(Dataset entries)
┄┄┄┄┄┄

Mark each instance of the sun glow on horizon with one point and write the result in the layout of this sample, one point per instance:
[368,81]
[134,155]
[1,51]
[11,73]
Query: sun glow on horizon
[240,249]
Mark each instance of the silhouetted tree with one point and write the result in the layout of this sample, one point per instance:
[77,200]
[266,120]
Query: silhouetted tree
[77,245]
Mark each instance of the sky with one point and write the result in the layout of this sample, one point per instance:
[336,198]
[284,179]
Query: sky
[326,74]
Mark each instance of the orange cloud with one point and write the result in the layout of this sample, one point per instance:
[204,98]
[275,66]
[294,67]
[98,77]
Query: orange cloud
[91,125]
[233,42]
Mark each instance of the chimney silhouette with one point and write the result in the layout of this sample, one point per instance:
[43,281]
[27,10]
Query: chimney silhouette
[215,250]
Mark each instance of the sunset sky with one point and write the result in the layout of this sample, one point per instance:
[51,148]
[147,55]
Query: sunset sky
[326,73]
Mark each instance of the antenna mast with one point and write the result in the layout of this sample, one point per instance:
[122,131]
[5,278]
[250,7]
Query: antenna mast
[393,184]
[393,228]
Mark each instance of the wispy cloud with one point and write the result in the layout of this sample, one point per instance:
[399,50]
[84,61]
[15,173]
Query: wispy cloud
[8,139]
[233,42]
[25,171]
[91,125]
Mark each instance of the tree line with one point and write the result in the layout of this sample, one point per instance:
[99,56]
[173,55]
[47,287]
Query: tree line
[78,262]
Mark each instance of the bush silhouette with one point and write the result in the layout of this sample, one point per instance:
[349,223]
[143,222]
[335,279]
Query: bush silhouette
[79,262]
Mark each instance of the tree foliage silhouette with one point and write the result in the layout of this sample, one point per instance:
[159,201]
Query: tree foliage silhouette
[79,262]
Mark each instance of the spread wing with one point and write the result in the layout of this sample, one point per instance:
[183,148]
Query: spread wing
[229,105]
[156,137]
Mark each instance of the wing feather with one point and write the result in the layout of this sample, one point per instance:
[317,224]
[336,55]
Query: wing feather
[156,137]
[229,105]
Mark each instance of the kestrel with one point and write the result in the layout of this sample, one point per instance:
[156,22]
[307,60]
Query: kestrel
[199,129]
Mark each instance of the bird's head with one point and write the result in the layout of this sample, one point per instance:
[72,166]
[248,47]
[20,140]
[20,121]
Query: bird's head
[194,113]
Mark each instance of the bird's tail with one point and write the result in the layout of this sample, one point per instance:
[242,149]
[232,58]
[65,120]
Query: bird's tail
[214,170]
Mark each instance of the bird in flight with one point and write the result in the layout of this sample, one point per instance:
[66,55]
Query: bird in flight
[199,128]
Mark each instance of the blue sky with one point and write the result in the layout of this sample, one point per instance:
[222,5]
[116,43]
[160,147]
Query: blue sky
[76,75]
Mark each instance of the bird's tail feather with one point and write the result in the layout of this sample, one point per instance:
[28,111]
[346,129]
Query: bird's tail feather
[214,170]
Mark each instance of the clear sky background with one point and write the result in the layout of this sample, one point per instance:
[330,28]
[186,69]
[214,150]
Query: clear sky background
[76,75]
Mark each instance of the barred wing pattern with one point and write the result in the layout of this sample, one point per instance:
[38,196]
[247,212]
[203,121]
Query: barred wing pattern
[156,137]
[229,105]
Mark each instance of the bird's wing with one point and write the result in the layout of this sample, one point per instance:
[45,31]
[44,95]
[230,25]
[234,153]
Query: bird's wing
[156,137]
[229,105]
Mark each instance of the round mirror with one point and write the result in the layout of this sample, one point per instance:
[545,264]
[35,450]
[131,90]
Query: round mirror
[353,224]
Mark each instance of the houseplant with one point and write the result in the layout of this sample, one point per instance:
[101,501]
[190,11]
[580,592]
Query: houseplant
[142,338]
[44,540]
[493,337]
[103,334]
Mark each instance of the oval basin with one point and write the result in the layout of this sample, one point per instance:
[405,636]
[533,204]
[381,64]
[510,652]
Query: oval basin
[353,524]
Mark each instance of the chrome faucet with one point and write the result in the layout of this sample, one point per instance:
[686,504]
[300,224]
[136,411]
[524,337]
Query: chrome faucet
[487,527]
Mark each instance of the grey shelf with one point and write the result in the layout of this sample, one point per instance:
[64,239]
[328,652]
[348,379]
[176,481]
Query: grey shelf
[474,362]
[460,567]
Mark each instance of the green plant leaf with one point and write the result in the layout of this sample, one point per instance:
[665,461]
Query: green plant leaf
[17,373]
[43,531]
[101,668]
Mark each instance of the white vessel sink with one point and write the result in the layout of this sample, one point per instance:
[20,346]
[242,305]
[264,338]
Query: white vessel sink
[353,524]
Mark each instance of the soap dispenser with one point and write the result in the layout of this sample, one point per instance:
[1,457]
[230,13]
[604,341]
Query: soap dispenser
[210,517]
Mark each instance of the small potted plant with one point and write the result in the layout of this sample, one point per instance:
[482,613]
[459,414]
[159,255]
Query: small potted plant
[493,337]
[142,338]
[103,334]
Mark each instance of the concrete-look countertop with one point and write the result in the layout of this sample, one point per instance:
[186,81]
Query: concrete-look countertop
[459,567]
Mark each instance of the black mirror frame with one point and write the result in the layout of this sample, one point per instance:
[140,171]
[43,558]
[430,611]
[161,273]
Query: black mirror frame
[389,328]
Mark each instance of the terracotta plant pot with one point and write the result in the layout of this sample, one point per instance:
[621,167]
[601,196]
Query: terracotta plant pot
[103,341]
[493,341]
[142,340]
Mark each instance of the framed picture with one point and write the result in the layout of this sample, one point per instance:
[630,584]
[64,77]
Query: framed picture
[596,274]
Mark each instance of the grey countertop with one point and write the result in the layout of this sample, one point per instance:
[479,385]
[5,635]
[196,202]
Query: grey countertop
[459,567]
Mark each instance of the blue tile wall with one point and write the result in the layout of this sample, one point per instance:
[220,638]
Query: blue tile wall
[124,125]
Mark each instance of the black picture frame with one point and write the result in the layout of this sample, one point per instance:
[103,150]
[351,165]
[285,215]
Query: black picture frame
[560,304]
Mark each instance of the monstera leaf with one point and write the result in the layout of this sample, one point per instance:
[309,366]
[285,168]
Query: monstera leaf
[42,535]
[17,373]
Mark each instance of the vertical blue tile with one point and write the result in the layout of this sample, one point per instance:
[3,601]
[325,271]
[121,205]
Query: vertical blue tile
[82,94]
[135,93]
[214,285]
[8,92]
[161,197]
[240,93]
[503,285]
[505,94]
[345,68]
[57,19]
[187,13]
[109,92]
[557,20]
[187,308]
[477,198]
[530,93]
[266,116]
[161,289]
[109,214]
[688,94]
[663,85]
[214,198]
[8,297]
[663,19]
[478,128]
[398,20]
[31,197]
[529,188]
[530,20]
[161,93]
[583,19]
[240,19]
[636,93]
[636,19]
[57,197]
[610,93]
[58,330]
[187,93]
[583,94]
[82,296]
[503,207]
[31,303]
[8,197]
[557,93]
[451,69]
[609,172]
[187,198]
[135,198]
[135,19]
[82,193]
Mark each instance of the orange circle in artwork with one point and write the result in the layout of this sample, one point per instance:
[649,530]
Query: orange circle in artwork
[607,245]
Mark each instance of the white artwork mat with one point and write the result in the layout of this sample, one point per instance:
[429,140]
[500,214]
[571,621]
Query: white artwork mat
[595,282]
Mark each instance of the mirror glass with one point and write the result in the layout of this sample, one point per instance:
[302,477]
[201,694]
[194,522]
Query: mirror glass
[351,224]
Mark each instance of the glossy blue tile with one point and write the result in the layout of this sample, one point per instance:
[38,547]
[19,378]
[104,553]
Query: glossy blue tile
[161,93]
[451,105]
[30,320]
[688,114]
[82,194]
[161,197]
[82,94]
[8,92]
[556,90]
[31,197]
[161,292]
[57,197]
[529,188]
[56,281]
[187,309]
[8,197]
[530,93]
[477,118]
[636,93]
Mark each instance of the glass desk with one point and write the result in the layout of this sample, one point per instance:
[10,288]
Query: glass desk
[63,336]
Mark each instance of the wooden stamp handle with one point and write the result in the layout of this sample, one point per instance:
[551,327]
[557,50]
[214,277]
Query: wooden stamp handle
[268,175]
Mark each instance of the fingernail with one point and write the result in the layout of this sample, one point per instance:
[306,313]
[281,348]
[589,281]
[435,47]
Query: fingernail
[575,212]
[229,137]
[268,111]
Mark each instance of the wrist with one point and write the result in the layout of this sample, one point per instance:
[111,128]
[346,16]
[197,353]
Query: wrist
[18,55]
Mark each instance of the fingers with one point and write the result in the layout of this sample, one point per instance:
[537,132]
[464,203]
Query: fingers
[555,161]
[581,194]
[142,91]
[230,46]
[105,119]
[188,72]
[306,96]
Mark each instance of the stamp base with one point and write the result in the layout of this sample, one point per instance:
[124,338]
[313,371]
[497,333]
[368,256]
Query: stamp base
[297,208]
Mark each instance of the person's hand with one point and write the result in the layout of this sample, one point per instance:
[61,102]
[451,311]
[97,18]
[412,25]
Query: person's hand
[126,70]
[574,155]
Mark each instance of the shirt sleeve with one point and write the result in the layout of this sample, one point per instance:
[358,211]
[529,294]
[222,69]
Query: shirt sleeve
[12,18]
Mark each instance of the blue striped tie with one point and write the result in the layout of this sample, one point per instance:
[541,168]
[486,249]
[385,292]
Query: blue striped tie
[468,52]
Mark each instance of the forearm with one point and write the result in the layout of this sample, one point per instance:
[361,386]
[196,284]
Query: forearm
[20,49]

┄┄┄┄┄┄

Could you set down exactly the lines from the one containing "Query: stamp base" through the last line of the records above, both included?

### EXERCISE SOLUTION
Query: stamp base
[297,208]
Mark each instance of the person's hand with one point and write the result in the layout of this sample, one point per instance:
[61,102]
[451,311]
[97,18]
[412,25]
Query: person's hand
[126,70]
[574,155]
Mark each instance of the shirt sleeve with one point and write the result in the layout of this sample, one point per instance:
[358,211]
[529,294]
[222,69]
Query: shirt sleeve
[12,18]
Mark each instance of the blue striped tie with one point and write the result in the layout of this sample, one point per instance:
[541,168]
[486,249]
[385,292]
Query: blue striped tie
[468,52]
Mark each instance of the forearm with one point and write the result in the layout of this sample, one point per instance:
[361,386]
[196,284]
Query: forearm
[20,49]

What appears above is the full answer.